DATA LISTING:
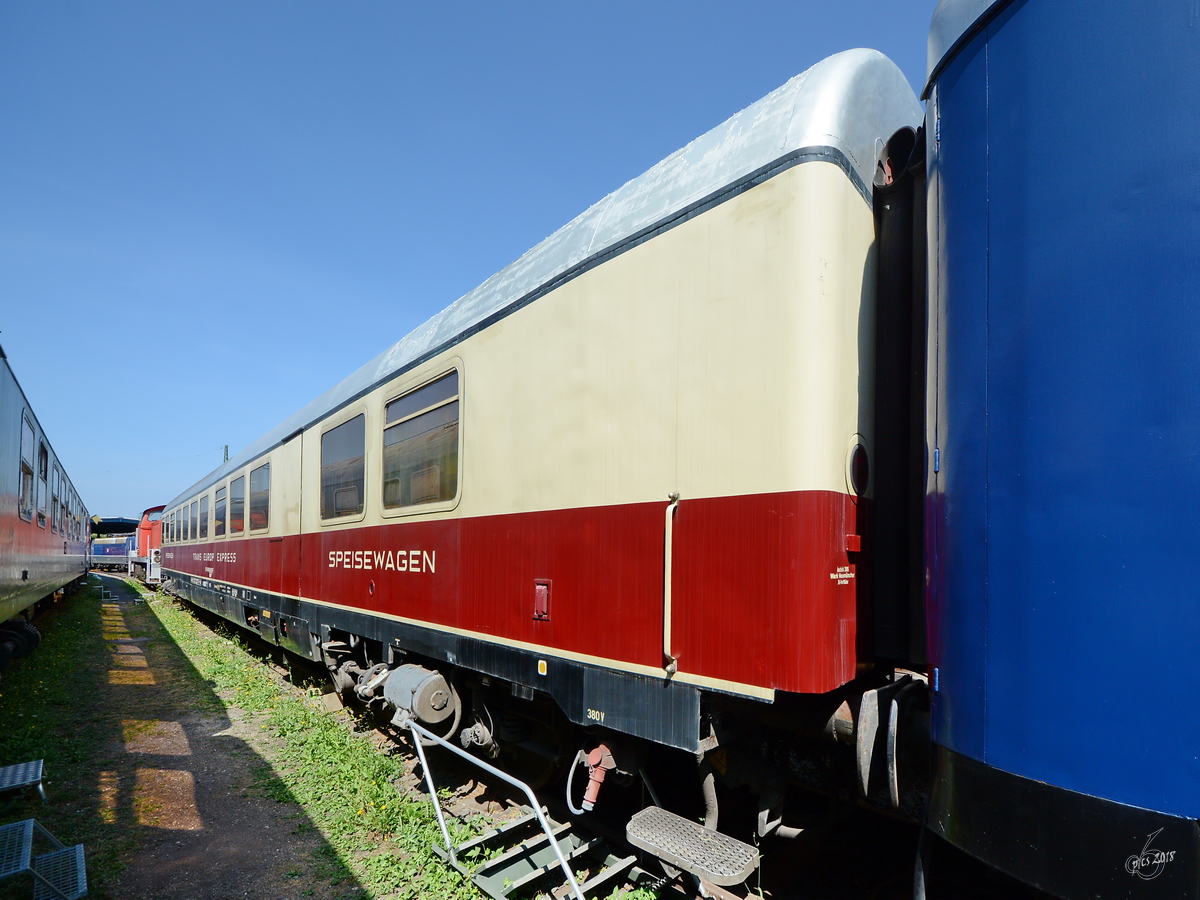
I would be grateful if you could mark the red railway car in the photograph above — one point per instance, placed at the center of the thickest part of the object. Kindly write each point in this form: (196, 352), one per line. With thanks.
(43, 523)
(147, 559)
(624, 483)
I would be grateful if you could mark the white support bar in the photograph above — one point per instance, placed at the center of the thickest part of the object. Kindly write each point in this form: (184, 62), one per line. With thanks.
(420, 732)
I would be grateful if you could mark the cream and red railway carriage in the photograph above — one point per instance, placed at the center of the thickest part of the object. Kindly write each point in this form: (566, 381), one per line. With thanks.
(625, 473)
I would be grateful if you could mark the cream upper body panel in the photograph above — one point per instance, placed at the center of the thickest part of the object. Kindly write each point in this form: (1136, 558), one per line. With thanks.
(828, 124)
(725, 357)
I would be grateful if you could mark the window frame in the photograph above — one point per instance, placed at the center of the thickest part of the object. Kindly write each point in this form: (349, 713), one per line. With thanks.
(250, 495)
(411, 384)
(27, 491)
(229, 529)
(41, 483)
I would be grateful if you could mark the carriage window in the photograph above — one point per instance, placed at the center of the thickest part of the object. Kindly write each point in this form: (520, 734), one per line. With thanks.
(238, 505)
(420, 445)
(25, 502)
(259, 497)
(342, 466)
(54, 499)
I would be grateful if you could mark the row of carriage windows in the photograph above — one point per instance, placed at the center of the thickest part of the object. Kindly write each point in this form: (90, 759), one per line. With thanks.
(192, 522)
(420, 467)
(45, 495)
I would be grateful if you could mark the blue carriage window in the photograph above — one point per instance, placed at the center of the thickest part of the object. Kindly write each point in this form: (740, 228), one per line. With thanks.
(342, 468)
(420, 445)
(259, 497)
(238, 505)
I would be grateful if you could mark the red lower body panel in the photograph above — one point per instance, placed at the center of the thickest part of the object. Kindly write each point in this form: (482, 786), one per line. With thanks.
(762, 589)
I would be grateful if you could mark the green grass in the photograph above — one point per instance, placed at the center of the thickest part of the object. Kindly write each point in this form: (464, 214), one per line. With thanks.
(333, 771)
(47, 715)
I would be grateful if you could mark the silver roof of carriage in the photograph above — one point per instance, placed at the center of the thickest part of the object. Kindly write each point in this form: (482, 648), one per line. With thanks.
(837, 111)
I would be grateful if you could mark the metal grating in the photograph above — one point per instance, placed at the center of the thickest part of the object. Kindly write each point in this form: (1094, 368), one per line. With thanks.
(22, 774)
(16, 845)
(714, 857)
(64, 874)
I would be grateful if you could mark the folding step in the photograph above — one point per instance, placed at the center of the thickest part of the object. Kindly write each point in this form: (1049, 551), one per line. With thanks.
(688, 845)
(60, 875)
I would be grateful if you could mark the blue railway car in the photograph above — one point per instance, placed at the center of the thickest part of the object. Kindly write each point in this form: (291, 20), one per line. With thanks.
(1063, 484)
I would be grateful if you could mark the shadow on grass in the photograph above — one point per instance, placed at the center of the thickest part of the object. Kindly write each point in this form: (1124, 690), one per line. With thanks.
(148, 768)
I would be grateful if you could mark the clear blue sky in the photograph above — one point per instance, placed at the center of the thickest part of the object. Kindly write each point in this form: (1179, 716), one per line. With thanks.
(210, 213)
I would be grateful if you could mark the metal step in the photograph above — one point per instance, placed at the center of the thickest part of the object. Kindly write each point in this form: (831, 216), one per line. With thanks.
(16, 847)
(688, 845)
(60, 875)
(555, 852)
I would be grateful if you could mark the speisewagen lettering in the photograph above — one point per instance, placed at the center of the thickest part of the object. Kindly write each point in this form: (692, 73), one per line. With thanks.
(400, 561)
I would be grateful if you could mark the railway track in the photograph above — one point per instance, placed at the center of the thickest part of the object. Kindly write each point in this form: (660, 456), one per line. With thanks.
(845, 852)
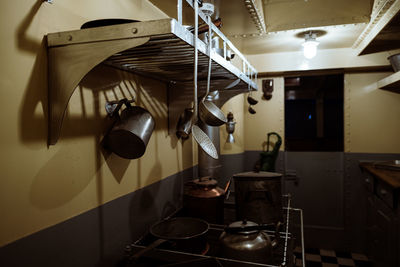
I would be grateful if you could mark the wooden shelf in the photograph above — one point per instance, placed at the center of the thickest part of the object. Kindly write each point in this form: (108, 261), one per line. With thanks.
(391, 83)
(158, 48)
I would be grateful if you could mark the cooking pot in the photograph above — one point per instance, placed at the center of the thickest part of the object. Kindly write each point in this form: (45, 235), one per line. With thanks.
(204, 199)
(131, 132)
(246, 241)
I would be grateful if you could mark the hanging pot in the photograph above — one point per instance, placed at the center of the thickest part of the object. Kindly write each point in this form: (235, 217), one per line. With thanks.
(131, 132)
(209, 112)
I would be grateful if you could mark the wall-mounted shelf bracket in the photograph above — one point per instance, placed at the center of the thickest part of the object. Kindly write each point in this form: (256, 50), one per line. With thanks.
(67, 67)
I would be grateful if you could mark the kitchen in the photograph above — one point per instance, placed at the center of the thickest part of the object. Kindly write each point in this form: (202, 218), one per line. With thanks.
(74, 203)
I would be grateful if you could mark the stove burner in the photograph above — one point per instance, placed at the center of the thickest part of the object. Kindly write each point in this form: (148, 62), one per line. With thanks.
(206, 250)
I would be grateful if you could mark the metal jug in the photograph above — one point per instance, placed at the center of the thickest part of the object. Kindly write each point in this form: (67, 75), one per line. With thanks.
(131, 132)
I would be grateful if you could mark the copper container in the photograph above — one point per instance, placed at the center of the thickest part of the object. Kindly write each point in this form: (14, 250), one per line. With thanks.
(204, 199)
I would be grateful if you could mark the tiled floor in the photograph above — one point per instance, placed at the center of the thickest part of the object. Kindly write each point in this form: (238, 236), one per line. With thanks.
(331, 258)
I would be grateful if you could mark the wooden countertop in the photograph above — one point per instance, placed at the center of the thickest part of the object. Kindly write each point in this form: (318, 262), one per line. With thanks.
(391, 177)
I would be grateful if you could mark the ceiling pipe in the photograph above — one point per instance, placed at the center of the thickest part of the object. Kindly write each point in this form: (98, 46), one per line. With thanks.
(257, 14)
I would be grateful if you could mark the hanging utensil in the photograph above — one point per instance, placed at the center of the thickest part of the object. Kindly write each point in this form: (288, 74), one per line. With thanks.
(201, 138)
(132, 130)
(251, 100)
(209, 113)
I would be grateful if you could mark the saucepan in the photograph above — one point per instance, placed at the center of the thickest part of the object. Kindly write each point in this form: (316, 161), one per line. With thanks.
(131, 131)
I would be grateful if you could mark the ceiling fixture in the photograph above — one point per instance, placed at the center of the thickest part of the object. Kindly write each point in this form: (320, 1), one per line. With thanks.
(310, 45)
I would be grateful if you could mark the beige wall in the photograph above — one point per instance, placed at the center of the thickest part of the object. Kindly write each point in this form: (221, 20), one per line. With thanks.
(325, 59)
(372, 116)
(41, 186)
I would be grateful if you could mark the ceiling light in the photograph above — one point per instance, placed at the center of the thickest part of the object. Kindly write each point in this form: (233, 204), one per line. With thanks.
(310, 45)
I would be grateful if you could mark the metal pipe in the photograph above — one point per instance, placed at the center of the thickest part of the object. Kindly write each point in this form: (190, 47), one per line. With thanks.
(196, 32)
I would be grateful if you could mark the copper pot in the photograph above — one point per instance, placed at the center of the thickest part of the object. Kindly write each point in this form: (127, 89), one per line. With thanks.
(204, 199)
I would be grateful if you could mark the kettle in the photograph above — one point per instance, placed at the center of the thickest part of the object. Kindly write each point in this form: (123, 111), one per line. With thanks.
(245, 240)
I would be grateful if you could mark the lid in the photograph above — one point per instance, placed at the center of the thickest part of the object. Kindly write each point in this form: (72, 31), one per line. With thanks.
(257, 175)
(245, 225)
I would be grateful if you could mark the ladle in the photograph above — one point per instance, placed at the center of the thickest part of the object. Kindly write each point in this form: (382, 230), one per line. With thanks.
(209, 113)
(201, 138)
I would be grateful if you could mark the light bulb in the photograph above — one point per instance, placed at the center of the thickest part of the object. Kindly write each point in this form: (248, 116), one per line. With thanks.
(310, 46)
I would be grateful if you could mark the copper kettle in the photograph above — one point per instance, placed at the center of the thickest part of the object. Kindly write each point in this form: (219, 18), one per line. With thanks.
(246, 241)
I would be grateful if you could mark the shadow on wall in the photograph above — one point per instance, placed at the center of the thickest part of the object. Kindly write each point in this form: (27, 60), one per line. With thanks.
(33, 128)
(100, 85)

EXERCISE PROMPT: Give again the lines from the line holding "I would be grateful if you could mark the ladle" through the close of the listing, both included, exactly as written and with nothing else.

RESULT FOR THIS EXERCISE:
I would be grateful if you could mark the ladle in the photograph above — one point per instance, placed at the center of the thickest part of the object. Kindly write each point in this form: (382, 230), one per line. With thanks.
(209, 113)
(201, 138)
I would be grateful if you could mark the light bulb in the photograph above — one point per instance, placed at the center of the thickest part of the object. Kindly write each point in this form: (248, 116), one per line. With thanks.
(310, 46)
I would be grateful if you could mark the copper kettle in the photograph above — one point per instance, placed at the center of the thickest part of the object. Kindly write each point in this form: (219, 18), one per line. With thanks.
(246, 241)
I would be grateful if you could mark the shadow on wall in the photograph above — one point per instance, placed at the center of the thickest part of the object. Kindly write each point in this form: (27, 60), one per line. With thanks.
(33, 128)
(100, 85)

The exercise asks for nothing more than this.